**** Document text

Column: Here’s the Lowdown on My Latest Download
I have escaped from the Third World. No, not the real Third World, where daily life is nasty, brutish and short, but the virtual Third World of Internet inaccessibility, the world manipulated by huge telecom corporations for short-term profits at the expense of universal connectivity and economic productivity. That’s the reason this country is in 14th place globally when measuring fiber-optic penetration.
I live not in sub-Saharan Africa but in rural Vermont, in a narrow valley too far out for DSL, tantalizing close to wireless communications towers that I can’t connect to, and condemned, or so I thought, to slow and inadequate satellite broadband access. But at least it was better than the dial-up. Still, on a perfectly clear day with no cloud cover or roving thunderstorms, it took me well over a minute to connect to the Netflix movie queue. That might not seem like much, but in this age of instant gratification and almost instantaneous communications everywhere else, that’s deprivation.
Less than six seconds: That’s what it now takes. As if my appetite for streaming video content increases, I could scale up from 5 megabytes per second to 10 or 20 or 40 mbps or, within the foreseeable future, 100 mbps. This is fiber optics.
So how did this happen? It all began in Tunbridge in 2007, when I heard someone describe the Internet Disneyland accessible by fiber-optic broadband. It sounded too good to be true, but the speaker said he had helped make it happen in Eastern Europe. It also had happened in India where all those customer service calls go to die. In fact, there seemed to be fiber-optic connectivity almost everywhere but here, in deepest, darkest rural America.
In some states, Big Telecom’s lobbyists, to suppress competition, have even persuaded legislatures to ban municipal ownership of telecoms. In Vermont, Act 79 forbids funding local telecoms through municipal taxes. So what can be done?
The formal Federal Communications Commission definition of the bandwidth that constitutes high-speed broadband is laughably low. Thus, even poor DSL and wireless satellite bandwidths pass, but they are not the future. It seems that the system is rigged to squeeze all possible revenue out of rural customers. Each subsequent bite of the economic apple — each new fee for upgrading from dial-up to satellite wireless to DSL to 3G to 4G and ultimately to fiber optics — simply delays the inevitable and compromises America’s ability to compete globally. Why not just make the investment in fiber-optic broadband a national priority and skip the incremental costs to upgrade? That’s what happened in India, where fiber-optic access was available a decade ago.

********
**** Dataset content

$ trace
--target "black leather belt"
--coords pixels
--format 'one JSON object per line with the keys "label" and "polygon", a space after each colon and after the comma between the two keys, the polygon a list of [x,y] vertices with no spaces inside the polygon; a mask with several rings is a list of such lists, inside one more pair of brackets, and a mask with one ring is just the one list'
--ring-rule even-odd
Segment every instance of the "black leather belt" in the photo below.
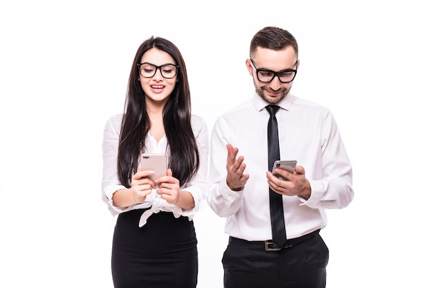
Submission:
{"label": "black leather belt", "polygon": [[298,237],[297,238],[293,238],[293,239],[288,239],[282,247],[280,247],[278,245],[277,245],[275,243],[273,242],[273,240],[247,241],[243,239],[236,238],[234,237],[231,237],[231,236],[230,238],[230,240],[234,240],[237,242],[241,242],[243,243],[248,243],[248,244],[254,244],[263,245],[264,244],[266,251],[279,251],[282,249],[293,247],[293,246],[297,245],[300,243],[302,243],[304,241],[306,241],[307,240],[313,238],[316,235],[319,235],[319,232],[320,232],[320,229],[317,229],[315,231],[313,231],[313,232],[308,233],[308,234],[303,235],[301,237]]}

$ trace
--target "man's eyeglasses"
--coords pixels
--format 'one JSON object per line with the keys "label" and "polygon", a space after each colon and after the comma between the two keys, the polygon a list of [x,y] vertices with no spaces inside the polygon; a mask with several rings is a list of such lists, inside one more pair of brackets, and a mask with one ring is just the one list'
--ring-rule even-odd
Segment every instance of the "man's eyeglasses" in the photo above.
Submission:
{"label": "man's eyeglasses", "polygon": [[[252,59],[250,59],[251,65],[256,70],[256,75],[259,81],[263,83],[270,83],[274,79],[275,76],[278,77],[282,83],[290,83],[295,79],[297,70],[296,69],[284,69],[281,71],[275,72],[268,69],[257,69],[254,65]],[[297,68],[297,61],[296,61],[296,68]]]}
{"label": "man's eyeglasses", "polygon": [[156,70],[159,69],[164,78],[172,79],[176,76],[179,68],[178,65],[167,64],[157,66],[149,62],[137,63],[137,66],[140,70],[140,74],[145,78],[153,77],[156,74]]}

********

# What to do
[A] In the column on rural broadband, how does the passage from "So how did this" up to and including "can be done?" read if you replace "Eastern Europe" with "Central Europe"?
[B] How might the column on rural broadband go on? Write its next part, starting after its final sentence.

# Per-task answers
[A]
So how did this happen? It all began in Tunbridge in 2007, when I heard someone describe the Internet Disneyland accessible by fiber-optic broadband. It sounded too good to be true, but the speaker said he had helped make it happen in Central Europe. It also had happened in India where all those customer service calls go to die. In fact, there seemed to be fiber-optic connectivity almost everywhere but here, in deepest, darkest rural America.
In some states, Big Telecom’s lobbyists, to suppress competition, have even persuaded legislatures to ban municipal ownership of telecoms. In Vermont, Act 79 forbids funding local telecoms through municipal taxes. So what can be done?

[B]
Our children are growing up and leaving Vermont for opportunities elsewhere, many of those opportunities being dependent on high-speed Internet accessibility. Our school populations are shrinking, and the population is aging. As our small towns struggle for economic viability, why haven’t we already brought fiber-optic connectivity to the entire state? Not just in certain urban pockets, but throughout the state?
The argument, of course, has always been that we can’t afford it. I bet that is what Verizon said as it exited Vermont with the revenues that might have financed such a fiber-optic network. It’s what Fairpoint says as it deploys DSL. It’s what VTel, with millions in federal grants and loans, says as it touts wireless service while installing fiber-optic cable only to its own telephone customers.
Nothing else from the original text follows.